===== QUOTED TEXT

# Catalogue Fitting

Synference has a method specifically for fitting catalogues of sources - `fit_catalogue`.

This is designed to be a flexible and fast way to fit your full catalogue.

It can handle:
1. Transforming observations to match the expected model features.
2. Prior predictive checks/outlier detection to remove sources that are unlikely to be well modelled.
3. Optional imputation of missing data.
4. Rapid posterior inference using trained model.
5. Optional SED recovery (see [this notebook](sed_recovery.ipynb) for more details).
6. Returning structured results.

In [None]:
import os

import numpy as np
from IPython.display import display
from synthesizer import get_grids_dir
from unyt import Jy

from synference import SBI_Fitter, load_unc_model_from_hdf5, test_data_dir

print(get_grids_dir())

available_grids = os.listdir(get_grids_dir())
if "test_grid.hdf5" not in available_grids:
    cmd = f"synthesizer-download --test-grids --destination {get_grids_dir()}"
    os.system(cmd)

==========

▸ **OBJECTIVES**:
[a] Condense the block in the catalogue fitting text that begins "It can handle" into one sentence, keeping each of its capabilities.
[b] Using the catalogue fitting text, answer these questions:
(i) What is the name of the Synference method for fitting catalogues of sources?
(ii) Which file name does the code look for among the available grids?
(iii) What does the code import from unyt?

===== MATERIAL PROVIDED

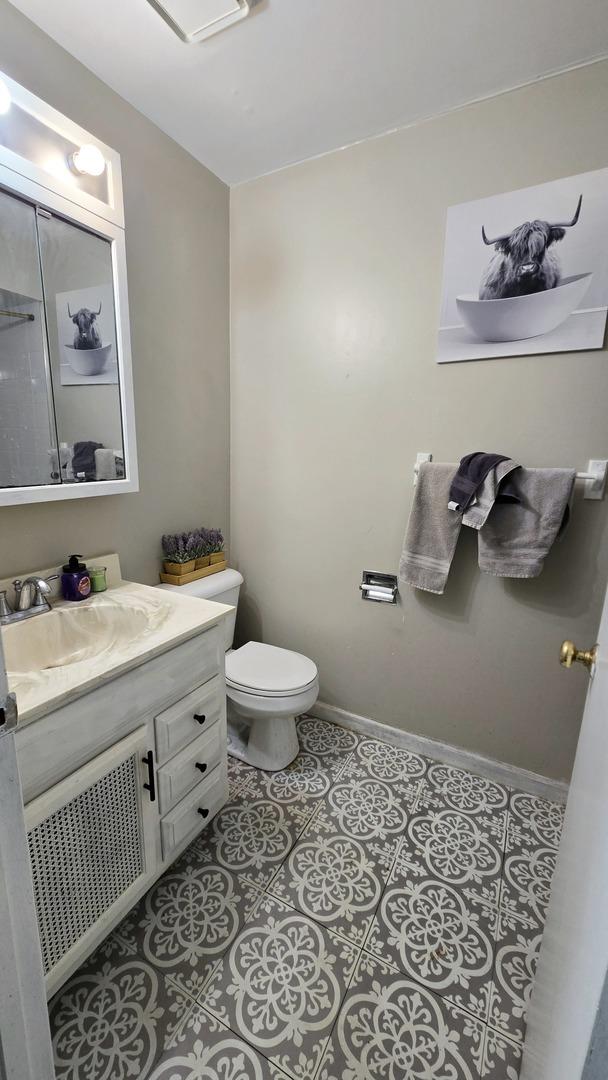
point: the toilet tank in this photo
(223, 588)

==========

▸ **RESPONSES BY TASK**:
[a] It can transform observations to match the model's expected features, run prior predictive checks and outlier detection to drop sources unlikely to be well modelled, optionally impute missing data, perform rapid posterior inference with a trained model, optionally recover SEDs, and return structured results.

[b]
(i) `fit_catalogue`
(ii) test_grid.hdf5
(iii) Jy